§ **WORK REQUEST**: Present everything from the line containing "Generate the precise" down to the line containing "box: [24, 17, 51, 48]", both included, as a JSON list of strings with one string per line and blank lines left out.

[[ INPUT DATA open ]]

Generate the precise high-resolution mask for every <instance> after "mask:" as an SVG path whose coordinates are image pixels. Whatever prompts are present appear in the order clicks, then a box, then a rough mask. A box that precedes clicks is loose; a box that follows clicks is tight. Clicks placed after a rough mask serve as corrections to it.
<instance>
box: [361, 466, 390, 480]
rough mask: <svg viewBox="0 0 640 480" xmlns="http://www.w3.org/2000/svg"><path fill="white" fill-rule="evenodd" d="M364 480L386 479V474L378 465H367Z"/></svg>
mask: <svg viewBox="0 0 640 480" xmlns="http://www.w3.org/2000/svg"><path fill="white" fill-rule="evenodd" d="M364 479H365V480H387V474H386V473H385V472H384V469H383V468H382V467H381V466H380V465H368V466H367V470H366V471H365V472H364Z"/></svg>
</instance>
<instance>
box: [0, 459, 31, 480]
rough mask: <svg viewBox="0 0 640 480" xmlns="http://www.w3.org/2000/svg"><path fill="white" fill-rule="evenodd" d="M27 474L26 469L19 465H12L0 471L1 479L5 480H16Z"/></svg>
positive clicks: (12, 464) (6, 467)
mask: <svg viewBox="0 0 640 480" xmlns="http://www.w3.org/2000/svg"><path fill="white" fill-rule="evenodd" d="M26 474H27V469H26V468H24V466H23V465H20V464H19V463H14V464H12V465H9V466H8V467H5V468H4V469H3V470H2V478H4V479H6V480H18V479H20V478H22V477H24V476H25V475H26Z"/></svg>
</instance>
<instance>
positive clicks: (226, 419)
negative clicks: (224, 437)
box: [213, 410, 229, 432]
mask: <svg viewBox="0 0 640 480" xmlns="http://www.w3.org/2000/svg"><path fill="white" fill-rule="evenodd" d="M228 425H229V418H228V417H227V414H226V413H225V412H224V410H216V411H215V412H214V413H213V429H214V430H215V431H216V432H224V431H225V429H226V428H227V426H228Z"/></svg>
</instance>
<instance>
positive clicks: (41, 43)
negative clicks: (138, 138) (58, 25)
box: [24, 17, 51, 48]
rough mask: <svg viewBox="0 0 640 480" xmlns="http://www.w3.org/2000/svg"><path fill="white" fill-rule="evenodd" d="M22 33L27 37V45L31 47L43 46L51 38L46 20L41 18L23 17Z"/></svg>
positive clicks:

[[ INPUT DATA closed ]]
[[ INPUT DATA open ]]

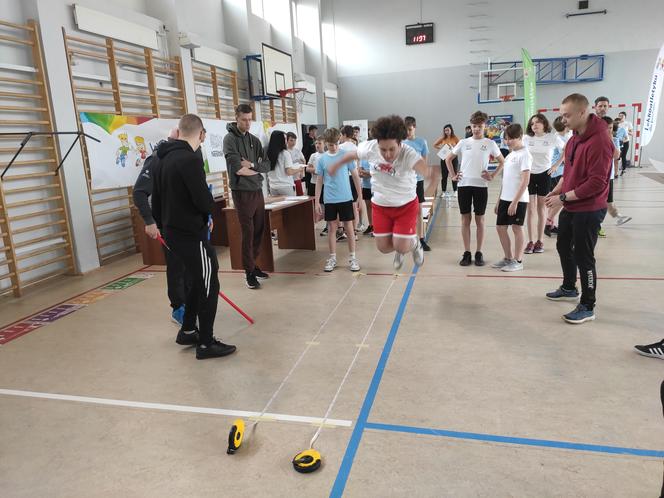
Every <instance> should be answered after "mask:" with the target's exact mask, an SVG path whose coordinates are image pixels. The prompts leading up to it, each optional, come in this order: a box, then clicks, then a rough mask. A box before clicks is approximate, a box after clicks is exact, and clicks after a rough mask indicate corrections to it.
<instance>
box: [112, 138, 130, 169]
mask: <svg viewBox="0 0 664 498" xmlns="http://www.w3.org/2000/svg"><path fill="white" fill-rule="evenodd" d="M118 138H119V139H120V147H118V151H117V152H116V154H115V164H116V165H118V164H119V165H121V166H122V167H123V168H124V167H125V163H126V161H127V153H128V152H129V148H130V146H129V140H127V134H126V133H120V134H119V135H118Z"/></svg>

[[ INPUT DATA closed ]]
[[ INPUT DATA open ]]

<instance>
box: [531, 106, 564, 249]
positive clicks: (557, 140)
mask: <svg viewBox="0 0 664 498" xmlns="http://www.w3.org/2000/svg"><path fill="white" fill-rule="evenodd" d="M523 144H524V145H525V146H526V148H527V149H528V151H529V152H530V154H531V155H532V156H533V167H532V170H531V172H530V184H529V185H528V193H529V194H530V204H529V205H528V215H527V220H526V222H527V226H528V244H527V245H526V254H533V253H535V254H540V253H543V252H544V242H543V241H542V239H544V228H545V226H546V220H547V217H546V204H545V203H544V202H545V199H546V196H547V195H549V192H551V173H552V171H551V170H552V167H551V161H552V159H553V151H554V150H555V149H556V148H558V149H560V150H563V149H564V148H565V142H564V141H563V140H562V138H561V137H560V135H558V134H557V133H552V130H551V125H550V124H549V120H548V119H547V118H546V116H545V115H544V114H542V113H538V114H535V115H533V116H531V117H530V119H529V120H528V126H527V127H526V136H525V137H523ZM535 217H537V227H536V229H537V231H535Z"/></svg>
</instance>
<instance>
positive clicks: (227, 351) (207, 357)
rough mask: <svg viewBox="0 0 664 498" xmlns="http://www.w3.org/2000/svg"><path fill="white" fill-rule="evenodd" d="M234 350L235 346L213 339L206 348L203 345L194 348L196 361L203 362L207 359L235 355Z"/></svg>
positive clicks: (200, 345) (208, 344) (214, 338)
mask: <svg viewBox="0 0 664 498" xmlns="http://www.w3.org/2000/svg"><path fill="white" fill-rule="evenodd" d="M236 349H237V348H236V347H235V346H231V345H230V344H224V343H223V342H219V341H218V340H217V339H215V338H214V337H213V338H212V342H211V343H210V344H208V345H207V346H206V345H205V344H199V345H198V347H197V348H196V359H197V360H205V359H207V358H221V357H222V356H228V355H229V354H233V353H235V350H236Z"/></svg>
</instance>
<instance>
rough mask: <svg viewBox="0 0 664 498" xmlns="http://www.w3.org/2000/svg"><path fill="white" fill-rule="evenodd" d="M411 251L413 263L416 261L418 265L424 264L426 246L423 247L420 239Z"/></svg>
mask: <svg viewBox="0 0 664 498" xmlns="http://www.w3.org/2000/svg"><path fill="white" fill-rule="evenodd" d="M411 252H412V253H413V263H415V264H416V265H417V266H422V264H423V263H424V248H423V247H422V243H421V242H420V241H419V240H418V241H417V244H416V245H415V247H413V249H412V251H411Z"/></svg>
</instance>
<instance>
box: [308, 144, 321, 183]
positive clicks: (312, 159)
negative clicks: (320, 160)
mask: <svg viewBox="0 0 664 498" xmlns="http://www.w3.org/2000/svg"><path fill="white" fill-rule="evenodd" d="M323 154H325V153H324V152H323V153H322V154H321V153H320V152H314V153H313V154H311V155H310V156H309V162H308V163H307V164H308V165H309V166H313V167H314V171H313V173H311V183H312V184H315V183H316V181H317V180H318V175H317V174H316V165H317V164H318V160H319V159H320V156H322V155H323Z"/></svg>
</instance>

[[ INPUT DATA closed ]]

§ **ANSWER BOX**:
[
  "Generate the precise high-resolution mask for every <instance> after \"mask:\" as an SVG path whose coordinates are image pixels. Whatever prompts are present appear in the order clicks, then a box, then a rough mask. A box that precedes clicks is loose; a box that follows clicks is tight. Clicks placed after a rough mask serve as corrections to it.",
  "<instance>",
  "box: [361, 466, 390, 480]",
  "rough mask: <svg viewBox=\"0 0 640 480\" xmlns=\"http://www.w3.org/2000/svg\"><path fill=\"white\" fill-rule=\"evenodd\" d=\"M364 480L386 479V474L378 465H367Z\"/></svg>",
  "mask: <svg viewBox=\"0 0 640 480\" xmlns=\"http://www.w3.org/2000/svg\"><path fill=\"white\" fill-rule=\"evenodd\" d=\"M364 479H365V480H387V474H386V473H385V472H384V469H383V468H382V467H381V466H380V465H368V466H367V470H366V471H365V472H364Z\"/></svg>",
  "</instance>",
  "<instance>",
  "box: [0, 459, 31, 480]",
  "rough mask: <svg viewBox=\"0 0 640 480\" xmlns=\"http://www.w3.org/2000/svg\"><path fill=\"white\" fill-rule=\"evenodd\" d=\"M27 474L26 469L19 465H12L0 471L1 479L5 480H16Z\"/></svg>",
  "positive clicks: (12, 464) (6, 467)",
  "mask: <svg viewBox=\"0 0 640 480\" xmlns=\"http://www.w3.org/2000/svg\"><path fill=\"white\" fill-rule=\"evenodd\" d=\"M26 474H27V469H26V468H24V466H23V465H20V464H19V463H14V464H12V465H9V466H8V467H5V468H4V469H3V470H2V478H4V479H6V480H18V479H20V478H22V477H24V476H25V475H26Z\"/></svg>",
  "</instance>",
  "<instance>",
  "positive clicks: (226, 419)",
  "negative clicks: (224, 437)",
  "box: [213, 410, 229, 432]",
  "mask: <svg viewBox=\"0 0 640 480\" xmlns=\"http://www.w3.org/2000/svg\"><path fill=\"white\" fill-rule=\"evenodd\" d=\"M228 425H229V418H228V417H227V414H226V413H225V412H224V410H216V411H215V412H214V413H213V429H214V430H215V431H216V432H224V431H225V429H226V428H227V426H228Z\"/></svg>",
  "</instance>",
  "<instance>",
  "positive clicks: (41, 43)",
  "negative clicks: (138, 138) (58, 25)",
  "box: [24, 17, 51, 48]"
]